## Exercise
Please revise the data below by changing each "one marker" to "a single marker" and keeping everything else the same.

## Records supplied
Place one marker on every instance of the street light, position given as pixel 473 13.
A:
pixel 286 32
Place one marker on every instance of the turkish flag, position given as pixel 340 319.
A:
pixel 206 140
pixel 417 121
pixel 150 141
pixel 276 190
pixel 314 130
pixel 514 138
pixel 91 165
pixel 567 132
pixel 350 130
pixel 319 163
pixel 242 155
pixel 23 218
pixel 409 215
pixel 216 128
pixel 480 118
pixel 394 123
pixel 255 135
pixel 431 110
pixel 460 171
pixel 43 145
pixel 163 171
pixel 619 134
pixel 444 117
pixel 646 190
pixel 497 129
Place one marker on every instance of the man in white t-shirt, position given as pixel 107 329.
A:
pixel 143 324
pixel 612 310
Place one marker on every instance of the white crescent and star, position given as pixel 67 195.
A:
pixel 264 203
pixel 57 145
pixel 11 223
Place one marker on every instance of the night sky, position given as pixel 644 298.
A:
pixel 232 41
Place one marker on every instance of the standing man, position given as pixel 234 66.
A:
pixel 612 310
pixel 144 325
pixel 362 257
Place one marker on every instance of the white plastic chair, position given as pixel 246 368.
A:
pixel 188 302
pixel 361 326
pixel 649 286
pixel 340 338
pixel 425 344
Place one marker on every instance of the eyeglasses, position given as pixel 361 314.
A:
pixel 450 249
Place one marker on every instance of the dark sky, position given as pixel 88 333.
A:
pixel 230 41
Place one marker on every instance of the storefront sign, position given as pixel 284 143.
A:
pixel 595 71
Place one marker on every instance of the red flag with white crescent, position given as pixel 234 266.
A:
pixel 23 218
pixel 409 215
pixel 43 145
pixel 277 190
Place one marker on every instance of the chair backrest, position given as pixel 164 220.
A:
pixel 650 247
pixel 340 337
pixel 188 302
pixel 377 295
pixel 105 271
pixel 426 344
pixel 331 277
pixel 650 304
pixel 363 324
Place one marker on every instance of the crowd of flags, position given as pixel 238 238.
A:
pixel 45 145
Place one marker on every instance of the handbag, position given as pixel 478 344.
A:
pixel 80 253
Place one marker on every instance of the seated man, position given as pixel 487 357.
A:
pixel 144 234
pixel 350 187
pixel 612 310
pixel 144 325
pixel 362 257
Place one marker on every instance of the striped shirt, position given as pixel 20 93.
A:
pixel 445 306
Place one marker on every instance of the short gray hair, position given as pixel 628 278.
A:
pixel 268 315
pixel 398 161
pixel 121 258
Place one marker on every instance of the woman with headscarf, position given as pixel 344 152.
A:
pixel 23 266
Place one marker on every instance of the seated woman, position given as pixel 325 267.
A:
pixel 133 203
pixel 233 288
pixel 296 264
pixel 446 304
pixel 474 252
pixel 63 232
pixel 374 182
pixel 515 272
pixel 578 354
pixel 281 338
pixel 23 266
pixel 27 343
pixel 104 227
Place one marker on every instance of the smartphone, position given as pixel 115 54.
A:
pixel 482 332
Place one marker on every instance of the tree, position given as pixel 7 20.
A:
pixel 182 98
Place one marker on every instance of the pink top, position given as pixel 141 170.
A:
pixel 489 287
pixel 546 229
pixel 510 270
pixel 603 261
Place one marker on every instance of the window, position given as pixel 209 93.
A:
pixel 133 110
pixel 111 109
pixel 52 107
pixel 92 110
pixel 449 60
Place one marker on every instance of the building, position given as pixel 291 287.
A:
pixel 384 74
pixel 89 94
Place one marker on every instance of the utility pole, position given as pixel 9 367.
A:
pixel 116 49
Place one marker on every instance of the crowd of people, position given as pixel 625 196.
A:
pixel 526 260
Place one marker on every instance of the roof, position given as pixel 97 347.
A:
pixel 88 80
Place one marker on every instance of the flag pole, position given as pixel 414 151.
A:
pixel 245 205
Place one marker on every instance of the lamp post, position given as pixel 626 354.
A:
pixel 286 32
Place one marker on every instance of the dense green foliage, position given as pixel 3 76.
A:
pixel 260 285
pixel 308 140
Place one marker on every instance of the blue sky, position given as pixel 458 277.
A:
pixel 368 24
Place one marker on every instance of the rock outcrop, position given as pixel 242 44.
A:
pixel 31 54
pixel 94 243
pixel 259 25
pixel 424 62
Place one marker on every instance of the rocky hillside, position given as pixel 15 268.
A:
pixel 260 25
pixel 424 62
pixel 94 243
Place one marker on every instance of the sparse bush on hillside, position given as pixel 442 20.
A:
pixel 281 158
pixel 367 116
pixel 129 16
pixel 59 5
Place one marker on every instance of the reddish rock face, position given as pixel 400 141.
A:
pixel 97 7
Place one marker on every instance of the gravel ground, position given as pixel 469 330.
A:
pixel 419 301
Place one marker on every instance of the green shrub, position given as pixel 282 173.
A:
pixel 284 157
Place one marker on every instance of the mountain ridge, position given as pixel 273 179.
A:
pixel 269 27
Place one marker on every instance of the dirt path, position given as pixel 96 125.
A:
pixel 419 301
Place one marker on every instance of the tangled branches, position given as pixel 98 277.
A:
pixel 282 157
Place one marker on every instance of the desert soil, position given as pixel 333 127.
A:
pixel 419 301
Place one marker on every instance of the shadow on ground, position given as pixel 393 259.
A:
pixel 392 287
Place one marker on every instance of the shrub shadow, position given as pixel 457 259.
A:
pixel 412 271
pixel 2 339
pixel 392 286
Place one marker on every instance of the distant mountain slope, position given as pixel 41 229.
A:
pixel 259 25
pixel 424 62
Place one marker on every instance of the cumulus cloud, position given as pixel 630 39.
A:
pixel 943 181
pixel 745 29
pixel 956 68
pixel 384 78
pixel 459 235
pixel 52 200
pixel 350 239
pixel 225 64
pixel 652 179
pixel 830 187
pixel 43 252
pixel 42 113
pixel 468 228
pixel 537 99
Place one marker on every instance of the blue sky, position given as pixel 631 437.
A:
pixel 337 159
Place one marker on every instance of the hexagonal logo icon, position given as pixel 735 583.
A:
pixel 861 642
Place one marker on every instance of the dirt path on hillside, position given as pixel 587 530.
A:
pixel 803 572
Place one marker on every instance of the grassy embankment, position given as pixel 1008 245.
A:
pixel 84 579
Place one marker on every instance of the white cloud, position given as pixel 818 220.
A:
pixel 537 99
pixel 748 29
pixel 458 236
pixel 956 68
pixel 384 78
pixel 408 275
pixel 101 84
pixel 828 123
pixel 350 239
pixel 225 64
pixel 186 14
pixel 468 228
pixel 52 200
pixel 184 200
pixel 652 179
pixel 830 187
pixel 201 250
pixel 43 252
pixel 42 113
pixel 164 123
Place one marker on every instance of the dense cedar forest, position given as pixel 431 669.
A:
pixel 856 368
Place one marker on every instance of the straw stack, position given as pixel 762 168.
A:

## Written answer
Place a single marker on every instance of the street light, position given as pixel 473 13.
A:
pixel 286 32
Place a single marker on every instance of the turkish flag, position given as pixel 340 319.
A:
pixel 206 140
pixel 417 121
pixel 150 141
pixel 276 190
pixel 314 130
pixel 514 138
pixel 91 165
pixel 567 132
pixel 350 130
pixel 319 163
pixel 242 155
pixel 23 218
pixel 409 215
pixel 216 128
pixel 480 118
pixel 394 123
pixel 255 135
pixel 431 110
pixel 460 171
pixel 43 145
pixel 163 171
pixel 619 134
pixel 444 117
pixel 646 190
pixel 497 129
Place a single marker on every instance of the man in white t-shirt, position given as pixel 107 329.
A:
pixel 143 324
pixel 612 310
Place a single marker on every instance of the white crescent and star, position given as pixel 67 195.
A:
pixel 264 203
pixel 57 145
pixel 11 223
Place a single marker on every instance of the night sky, position given as pixel 644 298.
A:
pixel 232 41
Place a single marker on every instance of the standing man, position given as pixel 234 66.
A:
pixel 612 310
pixel 144 325
pixel 362 257
Place a single marker on every instance of the white plastic chair, position given as pixel 246 368.
A:
pixel 188 302
pixel 361 326
pixel 649 286
pixel 340 338
pixel 425 344
Place a single marker on every instance of the eyeglasses, position given as pixel 361 314.
A:
pixel 450 249
Place a single marker on every instance of the dark sky, position given as pixel 88 333.
A:
pixel 230 41
Place a single marker on every instance of the storefront sign, position given as pixel 284 143.
A:
pixel 595 71
Place a single marker on every instance of the red flag with white crescent, position given as pixel 234 266.
A:
pixel 23 218
pixel 409 215
pixel 43 145
pixel 277 190
Place a single marker on every instance of the chair backrest, position given as pixel 164 220.
A:
pixel 650 247
pixel 340 337
pixel 188 302
pixel 377 295
pixel 105 271
pixel 426 344
pixel 331 277
pixel 650 304
pixel 363 324
Place a single marker on every instance of the crowd of flags, position given as pixel 238 238.
A:
pixel 45 145
Place a single marker on every instance of the handbag, position given as pixel 478 344.
A:
pixel 80 253
Place a single marker on every instance of the seated man, position given as pixel 487 357.
A:
pixel 144 234
pixel 350 187
pixel 612 310
pixel 144 325
pixel 362 257
Place a single marker on every instance of the striped shirt, position given as pixel 20 93.
A:
pixel 445 306
Place a single marker on every instance of the short gray hair, position given as pixel 628 278.
A:
pixel 268 315
pixel 398 161
pixel 121 258
Place a single marker on every instance of the woman with headscarf, position given as pixel 344 152.
A:
pixel 23 266
Place a single marker on every instance of the seated woman, position given as pixel 325 267.
A:
pixel 133 203
pixel 233 288
pixel 296 264
pixel 446 304
pixel 474 252
pixel 63 232
pixel 374 182
pixel 515 272
pixel 578 354
pixel 281 338
pixel 23 266
pixel 27 343
pixel 104 227
Place a single marker on every instance of the smartphone, position given as pixel 115 54.
A:
pixel 482 332
Place a single marker on every instance of the tree, position given as pixel 7 20.
A:
pixel 182 98
Place a single marker on every instance of the pink top, position given as pixel 141 170.
A:
pixel 489 287
pixel 546 229
pixel 510 270
pixel 603 261
Place a single marker on every instance of the window, position given as pixel 209 93.
A:
pixel 133 110
pixel 111 109
pixel 52 107
pixel 92 110
pixel 449 60
Place a single marker on every instance of the building, position given as pixel 291 287.
A:
pixel 384 74
pixel 89 94
Place a single marker on every instance of the utility pole, position given as pixel 9 367.
A:
pixel 116 49
Place a single marker on every instance of the crowd of people, position given as pixel 625 196.
A:
pixel 526 260
Place a single marker on every instance of the roof, position given as pixel 97 347.
A:
pixel 88 80
Place a single marker on every instance of the flag pole, position given as pixel 414 151.
A:
pixel 245 205
Place a single marker on every instance of the lamp post, position given as pixel 626 354.
A:
pixel 286 32
Place a single marker on every instance of the dense green foliage, position given as pixel 3 76.
A:
pixel 260 285
pixel 308 140
Place a single marker on every instance of the blue sky, position given as pixel 458 277.
A:
pixel 368 24
Place a single marker on every instance of the rock outcrop, position given as pixel 242 44.
A:
pixel 31 54
pixel 94 243
pixel 259 25
pixel 424 62
Place a single marker on every instance of the rocky hillside, position given as pixel 15 268.
A:
pixel 260 25
pixel 424 62
pixel 94 243
Place a single marker on every instance of the sparse bush on hillside, position given as pixel 442 20.
A:
pixel 281 158
pixel 367 116
pixel 129 16
pixel 59 5
Place a single marker on every instance of the reddish rock face, position given as pixel 400 141.
A:
pixel 97 7
Place a single marker on every instance of the gravel ground, position given as pixel 469 330.
A:
pixel 419 301
Place a single marker on every instance of the green shrub, position given as pixel 282 173.
A:
pixel 284 157
Place a single marker on every instance of the mountain ridge, position given as pixel 273 179.
A:
pixel 269 27
Place a single marker on every instance of the dirt path, position given as pixel 96 125.
A:
pixel 419 301
Place a single marker on every instance of the tangled branches, position given as pixel 98 277.
A:
pixel 282 157
Place a single marker on every instance of the desert soil, position given as pixel 333 127.
A:
pixel 419 301
Place a single marker on every instance of the shadow on ground, position given as pixel 393 259.
A:
pixel 392 287
Place a single marker on every instance of the shrub shadow, position given as pixel 457 259.
A:
pixel 412 271
pixel 2 339
pixel 392 286
Place a single marker on every instance of the distant mountain slope, position given as pixel 41 229.
A:
pixel 259 25
pixel 424 62
Place a single marker on every instance of the cumulus cloud, position given as pixel 630 39.
A:
pixel 943 181
pixel 745 29
pixel 956 68
pixel 384 78
pixel 459 235
pixel 52 200
pixel 350 239
pixel 225 64
pixel 652 179
pixel 830 187
pixel 43 252
pixel 42 113
pixel 468 228
pixel 537 99
Place a single marker on every instance of the blue sky, position given as pixel 631 437.
A:
pixel 337 159
Place a single marker on every instance of the hexagonal logo icon, position given as pixel 735 583.
A:
pixel 861 642
Place a single marker on every instance of the dirt path on hillside, position given as pixel 587 530.
A:
pixel 803 572
Place a single marker on every instance of the grassy embankment, position given as pixel 1008 245.
A:
pixel 84 579
Place a single marker on every instance of the white cloud, position given as pixel 818 220.
A:
pixel 537 99
pixel 748 29
pixel 458 236
pixel 956 68
pixel 384 78
pixel 408 275
pixel 101 84
pixel 828 123
pixel 350 239
pixel 225 64
pixel 186 14
pixel 468 228
pixel 52 200
pixel 184 200
pixel 652 179
pixel 830 187
pixel 201 250
pixel 43 252
pixel 42 113
pixel 164 123
Place a single marker on every instance of the dense cedar forest, position given as pixel 431 669.
A:
pixel 856 368
Place a single marker on every instance of the straw stack, position given as pixel 762 168.
A:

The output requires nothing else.